**PROVIDED MATERIAL**
┌────────
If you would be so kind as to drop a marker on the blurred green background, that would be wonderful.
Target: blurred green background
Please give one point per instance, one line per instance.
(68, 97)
└────────
┌────────
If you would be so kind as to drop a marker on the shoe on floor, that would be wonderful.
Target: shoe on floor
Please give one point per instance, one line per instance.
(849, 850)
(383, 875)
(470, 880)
└────────
**EXERCISE OBJECTIVE**
In the listing above, find each line with the word "wonderful" and copy it.

**OUTPUT FOR THIS EXERCISE**
If you would be so kind as to drop a marker on the blurred green background, that would be wonderful.
If you would be so kind as to drop a marker on the shoe on floor, that would be wonderful.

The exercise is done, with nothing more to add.